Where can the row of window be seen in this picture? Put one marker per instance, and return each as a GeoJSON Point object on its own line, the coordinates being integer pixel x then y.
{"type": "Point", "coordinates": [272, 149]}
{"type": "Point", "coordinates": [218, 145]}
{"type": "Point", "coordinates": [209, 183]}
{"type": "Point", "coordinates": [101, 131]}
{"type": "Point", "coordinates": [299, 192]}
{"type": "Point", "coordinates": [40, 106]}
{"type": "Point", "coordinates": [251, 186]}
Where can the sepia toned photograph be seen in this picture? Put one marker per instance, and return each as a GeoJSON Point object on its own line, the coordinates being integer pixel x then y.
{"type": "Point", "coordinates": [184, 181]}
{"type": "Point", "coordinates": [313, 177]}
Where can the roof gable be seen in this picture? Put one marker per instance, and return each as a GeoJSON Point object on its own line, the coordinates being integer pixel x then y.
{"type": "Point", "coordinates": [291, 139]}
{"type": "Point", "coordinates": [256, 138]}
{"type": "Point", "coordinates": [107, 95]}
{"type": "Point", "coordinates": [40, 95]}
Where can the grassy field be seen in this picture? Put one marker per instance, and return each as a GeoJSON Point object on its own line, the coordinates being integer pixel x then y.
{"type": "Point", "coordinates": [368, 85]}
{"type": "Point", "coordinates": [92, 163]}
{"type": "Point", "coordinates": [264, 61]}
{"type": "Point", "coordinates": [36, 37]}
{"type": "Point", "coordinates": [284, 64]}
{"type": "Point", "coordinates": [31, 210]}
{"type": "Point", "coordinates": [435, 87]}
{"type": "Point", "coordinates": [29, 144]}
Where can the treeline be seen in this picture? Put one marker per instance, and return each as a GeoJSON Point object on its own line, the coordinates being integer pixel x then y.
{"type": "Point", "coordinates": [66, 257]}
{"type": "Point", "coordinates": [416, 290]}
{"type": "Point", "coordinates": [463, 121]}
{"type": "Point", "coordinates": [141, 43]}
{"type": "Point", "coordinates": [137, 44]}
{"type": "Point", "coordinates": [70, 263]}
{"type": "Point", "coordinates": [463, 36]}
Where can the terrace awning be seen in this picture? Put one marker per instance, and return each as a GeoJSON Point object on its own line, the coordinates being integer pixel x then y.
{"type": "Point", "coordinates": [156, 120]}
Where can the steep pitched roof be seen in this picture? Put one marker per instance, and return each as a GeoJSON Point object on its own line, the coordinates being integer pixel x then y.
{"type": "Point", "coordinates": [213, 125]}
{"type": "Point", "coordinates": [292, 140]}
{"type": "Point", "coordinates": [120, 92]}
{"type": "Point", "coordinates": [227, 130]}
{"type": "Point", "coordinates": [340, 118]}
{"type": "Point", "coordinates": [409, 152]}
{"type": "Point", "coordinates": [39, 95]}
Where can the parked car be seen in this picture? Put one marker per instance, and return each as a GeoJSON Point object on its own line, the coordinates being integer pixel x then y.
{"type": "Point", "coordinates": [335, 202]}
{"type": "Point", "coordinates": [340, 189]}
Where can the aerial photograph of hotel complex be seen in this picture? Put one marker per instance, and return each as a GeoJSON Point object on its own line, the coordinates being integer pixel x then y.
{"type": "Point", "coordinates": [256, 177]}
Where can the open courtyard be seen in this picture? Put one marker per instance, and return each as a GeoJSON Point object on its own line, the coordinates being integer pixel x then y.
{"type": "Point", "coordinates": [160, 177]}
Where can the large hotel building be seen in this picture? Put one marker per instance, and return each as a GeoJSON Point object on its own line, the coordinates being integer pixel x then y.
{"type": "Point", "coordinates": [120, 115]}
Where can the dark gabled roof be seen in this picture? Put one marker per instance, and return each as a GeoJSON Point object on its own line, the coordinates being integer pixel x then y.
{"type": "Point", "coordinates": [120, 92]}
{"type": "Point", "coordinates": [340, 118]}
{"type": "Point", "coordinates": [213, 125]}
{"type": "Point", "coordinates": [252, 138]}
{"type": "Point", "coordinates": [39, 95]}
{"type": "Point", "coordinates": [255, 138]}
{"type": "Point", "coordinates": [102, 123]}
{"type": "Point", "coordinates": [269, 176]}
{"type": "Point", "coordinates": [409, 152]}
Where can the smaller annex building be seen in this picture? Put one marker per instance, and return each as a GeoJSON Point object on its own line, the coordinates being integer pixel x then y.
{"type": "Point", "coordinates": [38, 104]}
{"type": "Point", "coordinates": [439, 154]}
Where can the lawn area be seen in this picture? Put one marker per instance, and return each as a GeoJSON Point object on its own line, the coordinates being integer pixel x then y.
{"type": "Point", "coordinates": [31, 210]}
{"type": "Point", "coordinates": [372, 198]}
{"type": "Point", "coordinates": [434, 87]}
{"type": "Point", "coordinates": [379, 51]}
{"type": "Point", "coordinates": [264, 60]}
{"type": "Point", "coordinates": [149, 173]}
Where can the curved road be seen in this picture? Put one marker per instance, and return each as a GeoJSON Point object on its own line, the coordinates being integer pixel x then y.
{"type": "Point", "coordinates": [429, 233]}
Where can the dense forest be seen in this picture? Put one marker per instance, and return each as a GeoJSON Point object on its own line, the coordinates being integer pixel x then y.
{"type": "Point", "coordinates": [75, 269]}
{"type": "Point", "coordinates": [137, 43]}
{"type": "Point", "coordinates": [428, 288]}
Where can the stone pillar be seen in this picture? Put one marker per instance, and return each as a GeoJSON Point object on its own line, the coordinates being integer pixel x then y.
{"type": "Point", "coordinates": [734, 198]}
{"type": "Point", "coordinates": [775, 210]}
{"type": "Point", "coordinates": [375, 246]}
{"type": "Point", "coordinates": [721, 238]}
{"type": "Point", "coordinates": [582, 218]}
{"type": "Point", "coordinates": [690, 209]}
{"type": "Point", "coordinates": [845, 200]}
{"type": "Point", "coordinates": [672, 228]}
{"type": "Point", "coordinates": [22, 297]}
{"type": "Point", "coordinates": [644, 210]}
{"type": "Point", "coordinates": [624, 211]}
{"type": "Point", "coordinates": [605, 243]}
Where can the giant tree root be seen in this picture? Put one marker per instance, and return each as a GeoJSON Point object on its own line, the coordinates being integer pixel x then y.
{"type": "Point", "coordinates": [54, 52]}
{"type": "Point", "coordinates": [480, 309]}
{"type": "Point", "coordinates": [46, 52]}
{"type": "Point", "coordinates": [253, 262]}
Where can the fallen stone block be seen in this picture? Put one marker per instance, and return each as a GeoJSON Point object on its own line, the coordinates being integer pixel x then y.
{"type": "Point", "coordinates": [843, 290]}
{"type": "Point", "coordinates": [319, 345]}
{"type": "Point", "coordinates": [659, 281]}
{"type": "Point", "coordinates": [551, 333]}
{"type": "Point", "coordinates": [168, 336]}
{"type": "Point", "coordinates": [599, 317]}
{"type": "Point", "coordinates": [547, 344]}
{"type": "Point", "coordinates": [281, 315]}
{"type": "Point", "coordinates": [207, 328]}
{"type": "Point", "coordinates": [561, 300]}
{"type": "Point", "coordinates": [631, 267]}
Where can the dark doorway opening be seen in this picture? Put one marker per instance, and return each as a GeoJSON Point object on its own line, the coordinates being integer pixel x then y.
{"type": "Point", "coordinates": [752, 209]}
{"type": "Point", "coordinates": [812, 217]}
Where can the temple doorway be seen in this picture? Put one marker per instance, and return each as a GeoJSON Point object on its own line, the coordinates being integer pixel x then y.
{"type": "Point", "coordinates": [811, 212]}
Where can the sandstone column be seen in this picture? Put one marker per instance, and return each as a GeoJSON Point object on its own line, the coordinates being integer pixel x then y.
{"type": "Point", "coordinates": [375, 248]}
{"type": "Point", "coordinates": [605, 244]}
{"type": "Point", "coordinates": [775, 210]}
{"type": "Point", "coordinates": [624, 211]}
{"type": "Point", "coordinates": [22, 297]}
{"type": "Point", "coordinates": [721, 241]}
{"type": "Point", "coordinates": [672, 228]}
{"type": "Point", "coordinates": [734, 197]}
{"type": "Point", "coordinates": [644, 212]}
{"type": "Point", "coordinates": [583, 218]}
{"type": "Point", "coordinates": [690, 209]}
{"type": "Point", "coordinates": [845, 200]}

★ ★ ★ ★ ★ ★ ★

Look above for the line containing "Where can the dark doorway". Return it and each line after it exactly, through the last line, and nothing more.

Where can the dark doorway opening be seen in this picture? Put one marker per instance, and return each as a GeoJSON Point object on its own line, the coordinates being integer pixel x then y.
{"type": "Point", "coordinates": [752, 209]}
{"type": "Point", "coordinates": [812, 217]}
Where can the temple doorway be seen in this picture? Put one marker per instance, and return each as a GeoJSON Point object on its own line, the coordinates being integer pixel x then y.
{"type": "Point", "coordinates": [811, 212]}
Where can the sandstone column be seen in this picture? Put one marker per instance, and return each as a GeoJSON Point object on its own line, the coordinates being integer pixel x then y.
{"type": "Point", "coordinates": [375, 248]}
{"type": "Point", "coordinates": [605, 244]}
{"type": "Point", "coordinates": [775, 210]}
{"type": "Point", "coordinates": [624, 211]}
{"type": "Point", "coordinates": [22, 297]}
{"type": "Point", "coordinates": [721, 241]}
{"type": "Point", "coordinates": [672, 228]}
{"type": "Point", "coordinates": [734, 197]}
{"type": "Point", "coordinates": [644, 212]}
{"type": "Point", "coordinates": [583, 218]}
{"type": "Point", "coordinates": [690, 209]}
{"type": "Point", "coordinates": [845, 200]}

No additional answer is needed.